> Description of the task
Copy the entries below word for word, starting with the line that contains "water reflection -> masks, each instance" and going on through the end of the entries.

——————————

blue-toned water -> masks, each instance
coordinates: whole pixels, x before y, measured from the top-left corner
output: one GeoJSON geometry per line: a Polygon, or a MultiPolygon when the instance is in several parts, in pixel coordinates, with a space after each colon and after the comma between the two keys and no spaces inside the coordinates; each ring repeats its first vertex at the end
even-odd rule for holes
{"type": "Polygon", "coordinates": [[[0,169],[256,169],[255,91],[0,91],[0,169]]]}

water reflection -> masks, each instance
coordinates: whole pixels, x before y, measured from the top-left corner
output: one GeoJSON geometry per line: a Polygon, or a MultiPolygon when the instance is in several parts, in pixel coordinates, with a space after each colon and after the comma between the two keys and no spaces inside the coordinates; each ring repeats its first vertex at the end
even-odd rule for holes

——————————

> Exercise output
water reflection -> masks, each instance
coordinates: whole pixels, x before y, measured from the top-left corner
output: one GeoJSON geometry per line: a Polygon, or a MultiPolygon when the instance is in several parts, in pixel coordinates, with a space after each colon and after the comma between the two keys and no spaces inside the coordinates; each ring repeats its first vertex at the end
even-odd rule for holes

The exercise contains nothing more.